▸ **Stated task**: Please continue the article about Bela Fleck writing his banjo concerto, starting right after its last sentence.

▸ **Excerpt to read**:
----

Listen Now:
Bela Fleck is one of the most recognizable and respected banjo players there is. He’s performed seemingly everywhere, from Wolftrap to Bonaroo. He’s even been on Sesame Street. Yet he’s feeling a little nervous about his latest project, in a good way.
Next week, Fleck will perform the world premiere of his concerto for banjo and orchestra with the Nashville Symphony. And as WPLN’s Nina Cardona reports, it’s bringing Fleck’s life-long love of the instrument full-circle.
“Come and listen to a story…”
Bela Fleck can tell you exactly where he first heard the banjo. “Oh yeah, that was Earl Scruggs and it was the Beverly Hillbillies,” Fleck recalls. “I was pretty little, somewhere between four or five, maybe. This show came on and this sound came on. It just transfixed me, I didn’t know what was going on.”
It was an exotic sound to the boy from New York City.
Much of Fleck’s career has been spent taking the banjo where it isn’t usually found. He’s played with jam bands and masters of traditional music from Africa and Asia. His usual bandmates, the Flecktones, come from the worlds of funk, r&b and jazz.
This project isn’t his first go at writing a classical concerto, but both of Fleck’s past efforts were collaborations with double bass player Edgar Meyer. “I have to say I was riding on his coattails,” says Fleck, “which is a big reason why I needed to do one myself, for my own self-respect at some point.”
Going Solo
Fleck says writing totally on his own was a new experience. “I had never actually written a piece from start to end. Normally when I play with people I write a song on the banjo. I show it to the guys and we work on parts together. When you’re writing a classical piece, every note of the piece from the downbeat to the ending has to be written, and I’d never done that.”
It took nearly a year to write the concerto. Fleck says he started by listening. “I went out to Oregon, a place called Cannon Beach and just hung out there for two weeks, and I would go out jogging on the beach, listening to classical music.
“Brahms Concertos…I was listening to Bartok, some of it for the first time. I listened to Rachmaninoff for the first time. I was getting familiar with Beethoven’s stuff. I liked a lot of his piano sonatas, [which] were really inspiring for ideas. When I hear classical piano it makes me think of the banjo, a lot.
“I would, after running on the beach and listening to this great classical music, I would go write, and at the end of two weeks I had about thirty one- or two-minute ideas.
“Then I just started assembling them when I was on tour on the road in the back of the bus after the show. I’d have my headphones on and I’d be listening to them, thinking about it, trying them in different orders and different keys.”

----

▸ **Data records**:

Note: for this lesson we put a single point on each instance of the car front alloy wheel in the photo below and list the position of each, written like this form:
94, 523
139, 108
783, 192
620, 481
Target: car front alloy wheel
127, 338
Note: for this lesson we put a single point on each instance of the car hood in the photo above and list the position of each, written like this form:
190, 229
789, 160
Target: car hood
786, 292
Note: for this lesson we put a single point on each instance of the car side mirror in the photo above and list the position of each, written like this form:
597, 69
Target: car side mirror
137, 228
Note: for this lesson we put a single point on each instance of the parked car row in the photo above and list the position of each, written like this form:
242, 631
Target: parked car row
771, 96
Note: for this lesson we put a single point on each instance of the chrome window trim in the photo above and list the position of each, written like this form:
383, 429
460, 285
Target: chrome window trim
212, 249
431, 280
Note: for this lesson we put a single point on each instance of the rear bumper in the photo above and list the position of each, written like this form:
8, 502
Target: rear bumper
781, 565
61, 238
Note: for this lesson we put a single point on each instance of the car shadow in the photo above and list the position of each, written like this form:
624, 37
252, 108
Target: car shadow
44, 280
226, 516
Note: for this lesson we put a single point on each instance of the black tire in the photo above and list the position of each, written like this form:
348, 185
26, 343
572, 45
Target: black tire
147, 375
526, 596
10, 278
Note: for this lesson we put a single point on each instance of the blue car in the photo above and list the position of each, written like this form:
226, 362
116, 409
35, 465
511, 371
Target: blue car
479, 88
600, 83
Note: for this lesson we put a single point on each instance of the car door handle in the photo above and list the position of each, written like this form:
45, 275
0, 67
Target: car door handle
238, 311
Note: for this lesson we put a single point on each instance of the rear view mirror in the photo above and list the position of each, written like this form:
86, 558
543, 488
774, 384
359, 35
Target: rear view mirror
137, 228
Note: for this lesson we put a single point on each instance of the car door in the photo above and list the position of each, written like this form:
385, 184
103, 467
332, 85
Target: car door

----

▸ **Task result**:
A Private Performance
When he was done, but before final rehearsals with the orchestra, Fleck played a preview for Earl Scruggs, the man whose playing first captured Fleck’s attention in a TV theme song.
“It was intense, it was intense. Now, I have to say that Earl and I have gotten to be pretty good friends over the last few years and I go to see him, he lives about a mile from me. When I’m in town I’ll go see him, we sit and play. And despite the fact that Earl for a lot of people is considered the tradition and I might be considered the modernist, Earl has never looked at it this way. He considers himself an innovator. So I don’t know, I was telling him that I felt like this whole piece was a result of everything he’s done. All the roads that he’s opened up have lead to the roads that I’ve walked.”
Fleck says Scruggs seemed to like what he heard.
“There were a couple times I thought maybe he’d gone to sleep. I mean, he’s 88 years old, but then he didn’t, he wasn’t; he was listening. I played it on the banjo while the computer played the symphony parts. Whenever I played the banjo he would perk up and whenever I would do some of the more intricate things he would get this smile on his face. He’s a man of very few words, but the few words were, ‘that sounds hard,’ or ‘that’s really something.’ That sort of thing.
“It was just more the fact of working on this thing for a year and getting to sit and play it for the guy who inspired me to pick up the banjo in the first place.”
Bela Fleck’s Concerto for Banjo and Orchestra is dedicated to Earl Scruggs.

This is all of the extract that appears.